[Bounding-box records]
# # # #
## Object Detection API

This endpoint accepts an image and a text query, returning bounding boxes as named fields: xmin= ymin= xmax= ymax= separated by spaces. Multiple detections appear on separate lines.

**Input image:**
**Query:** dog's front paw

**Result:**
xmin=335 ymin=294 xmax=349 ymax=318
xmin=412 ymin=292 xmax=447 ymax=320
# # # #
Problem to solve
Return the data above line for line, unchanged.

The completed task
## Object Detection API

This endpoint accepts an image and a text query, returning bounding boxes as named fields: xmin= ymin= xmax= ymax= separated by spaces. Multiple detections appear on separate lines.

**Input image:**
**Query:** dog's front paw

**Result:**
xmin=335 ymin=294 xmax=349 ymax=318
xmin=412 ymin=292 xmax=447 ymax=320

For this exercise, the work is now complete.